-- Material supplied --

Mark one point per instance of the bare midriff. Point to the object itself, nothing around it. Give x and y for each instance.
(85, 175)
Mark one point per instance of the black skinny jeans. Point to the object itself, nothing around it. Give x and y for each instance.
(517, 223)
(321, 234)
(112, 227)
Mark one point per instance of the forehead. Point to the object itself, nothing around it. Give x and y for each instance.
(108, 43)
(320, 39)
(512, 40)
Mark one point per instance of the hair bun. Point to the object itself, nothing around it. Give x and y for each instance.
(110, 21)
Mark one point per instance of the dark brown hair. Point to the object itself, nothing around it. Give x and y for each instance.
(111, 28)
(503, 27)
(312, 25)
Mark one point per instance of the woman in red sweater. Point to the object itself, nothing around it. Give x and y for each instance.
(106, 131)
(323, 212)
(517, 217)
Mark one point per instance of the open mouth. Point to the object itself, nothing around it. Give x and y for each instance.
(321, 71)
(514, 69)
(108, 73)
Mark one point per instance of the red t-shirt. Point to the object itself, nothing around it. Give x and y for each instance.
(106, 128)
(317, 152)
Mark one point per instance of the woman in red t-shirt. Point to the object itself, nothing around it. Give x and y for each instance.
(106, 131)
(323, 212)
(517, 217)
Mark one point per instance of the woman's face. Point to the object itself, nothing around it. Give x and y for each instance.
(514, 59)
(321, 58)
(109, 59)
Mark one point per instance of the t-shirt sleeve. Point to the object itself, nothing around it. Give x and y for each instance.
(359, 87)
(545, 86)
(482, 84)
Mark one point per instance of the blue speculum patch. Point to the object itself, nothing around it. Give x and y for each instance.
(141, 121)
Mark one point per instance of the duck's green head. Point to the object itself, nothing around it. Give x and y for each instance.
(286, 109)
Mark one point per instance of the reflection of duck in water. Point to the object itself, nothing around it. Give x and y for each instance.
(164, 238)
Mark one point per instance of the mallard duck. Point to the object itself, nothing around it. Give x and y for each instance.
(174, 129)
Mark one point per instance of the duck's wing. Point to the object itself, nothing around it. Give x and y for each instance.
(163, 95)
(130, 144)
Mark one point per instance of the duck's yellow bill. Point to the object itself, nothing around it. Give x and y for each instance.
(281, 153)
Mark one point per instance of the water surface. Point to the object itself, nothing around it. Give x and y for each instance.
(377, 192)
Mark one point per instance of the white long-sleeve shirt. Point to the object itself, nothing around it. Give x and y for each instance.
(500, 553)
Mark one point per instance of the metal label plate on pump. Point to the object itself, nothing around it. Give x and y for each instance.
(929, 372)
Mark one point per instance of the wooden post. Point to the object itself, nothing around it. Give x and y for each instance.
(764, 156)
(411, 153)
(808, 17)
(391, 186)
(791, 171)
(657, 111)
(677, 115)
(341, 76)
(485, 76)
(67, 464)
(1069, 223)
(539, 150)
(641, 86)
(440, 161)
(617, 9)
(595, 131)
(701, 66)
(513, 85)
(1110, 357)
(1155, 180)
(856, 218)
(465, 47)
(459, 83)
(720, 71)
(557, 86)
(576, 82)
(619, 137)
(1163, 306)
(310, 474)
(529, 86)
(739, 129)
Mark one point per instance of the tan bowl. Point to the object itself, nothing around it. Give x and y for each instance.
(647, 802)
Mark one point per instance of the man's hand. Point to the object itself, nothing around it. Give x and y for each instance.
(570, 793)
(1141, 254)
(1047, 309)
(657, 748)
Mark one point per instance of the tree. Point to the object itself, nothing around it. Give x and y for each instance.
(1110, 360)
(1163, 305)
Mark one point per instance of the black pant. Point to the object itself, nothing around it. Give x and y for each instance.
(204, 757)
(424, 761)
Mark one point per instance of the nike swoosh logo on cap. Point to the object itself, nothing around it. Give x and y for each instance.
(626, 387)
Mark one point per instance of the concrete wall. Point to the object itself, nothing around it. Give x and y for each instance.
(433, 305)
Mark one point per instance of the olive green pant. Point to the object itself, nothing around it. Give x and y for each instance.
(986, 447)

-- Exercise prompt --
Can you reproduce all the material exactly?

-- Solution for this task --
Mark one point per instance of the bare midriff. Point to the object itself, nothing around it. Give x and y for each instance.
(85, 175)
Mark one point per instance of the black skinny jeans. Point to the object itself, nothing around it. Give x and y for each instance.
(517, 223)
(321, 234)
(112, 227)
Mark one point per instance of the forehead. Point to the object itself, nothing around it. Give x and y for each instance.
(108, 43)
(320, 39)
(512, 40)
Mark one point per instance of the hair bun. Point to the object itself, nothing around it. Give x and y for each instance.
(110, 21)
Mark one point per instance of the dark brown hair. Point to the object itself, nothing around it. Give x and y for each instance.
(111, 28)
(503, 27)
(312, 25)
Mark one point per instance of the woman in red sweater. Point to the object itself, nothing around it. Give x and y for each instance.
(106, 131)
(323, 212)
(517, 217)
Mark one point per instance of the open mouth. Point to the object itself, nothing around it. Give x and y for each instance.
(321, 71)
(514, 69)
(108, 73)
Mark one point per instance of the red t-shirt. Point to the object itself, nothing around it. Give x and y for each instance.
(106, 128)
(317, 152)
Mark one point per instance of the woman in red t-shirt. Point to the object itself, nothing around it. Give x and y for each instance.
(106, 131)
(323, 212)
(517, 217)
Mark one point per instance of the woman's face. Point to the object itself, nothing around it. Give x and y for each instance.
(514, 59)
(321, 58)
(109, 59)
Mark one point per instance of the t-shirt sleeve. Point to the object itself, nothing around it. Give x and y for each instance.
(359, 87)
(545, 86)
(482, 84)
Mark one point per instance of the blue speculum patch. Point to the object itself, nothing around it. Give x and y for each instance.
(141, 121)
Mark one point per instance of the duck's green head. Point to the object itself, nothing around it. Give x and y for each instance.
(286, 109)
Mark one point per instance of the reflection of duck in water. Point to the object itself, nothing around it. Give x and y for each instance.
(164, 238)
Mark one point per instance of the mallard duck. Point to the object itself, nothing around it. Give x and y for each instance.
(174, 129)
Mark one point per instance of the duck's wing. Point to the object itself, nothing around it. Give x and y for each instance.
(163, 95)
(130, 144)
Mark one point per instance of the duck's yellow bill. Point to the object itself, nothing around it. Give x and y for each instance.
(281, 153)
Mark one point per instance of the water surface. Point to the object itself, nothing around it. Give x and y for each instance.
(377, 192)
Mark one point per instance of the white long-sleeve shirt. Point to the object itself, nothing around it. Give x and y for each instance.
(500, 553)
Mark one point per instance of the metal label plate on pump. Point to the object itself, nothing around it. Give x and y for each instance.
(929, 372)
Mark one point per instance of the wooden post. Point to the object itself, nothing around it. Give x and y for each instance.
(764, 156)
(411, 153)
(808, 17)
(391, 186)
(791, 171)
(657, 111)
(677, 115)
(341, 76)
(485, 76)
(67, 464)
(1069, 223)
(539, 150)
(641, 86)
(440, 161)
(617, 9)
(595, 131)
(701, 66)
(513, 85)
(1110, 357)
(1155, 180)
(856, 218)
(465, 47)
(459, 83)
(720, 71)
(557, 86)
(576, 82)
(619, 137)
(1163, 306)
(310, 474)
(529, 86)
(739, 129)
Mark one point per instance of the tan bowl. Point to the object itself, nothing around it. Give x and y for each instance.
(647, 802)
Mark one point per instance of the man's hand. Point to the object itself, nothing around it. Give x and y for each instance.
(570, 793)
(1141, 254)
(1047, 309)
(657, 748)
Mark one point per instance of the tree. Point to the object itself, nothing around it. Give x and y for each instance.
(1110, 360)
(1163, 305)
Mark one point per instance of the black pant. Point to the object itself, nothing around it. Give x and y for each instance.
(204, 757)
(424, 761)
Mark one point per instance of the nike swoosh logo on cap. Point to the object itself, nothing around it. Give x and y for each instance.
(626, 387)
Mark one point per instance of the concrete wall. Point to the object itself, nothing around it. Give x and y for each instance.
(433, 305)
Mark one point per instance of the olive green pant. Point to the object itself, nothing around it. Give x and y for each instance.
(986, 447)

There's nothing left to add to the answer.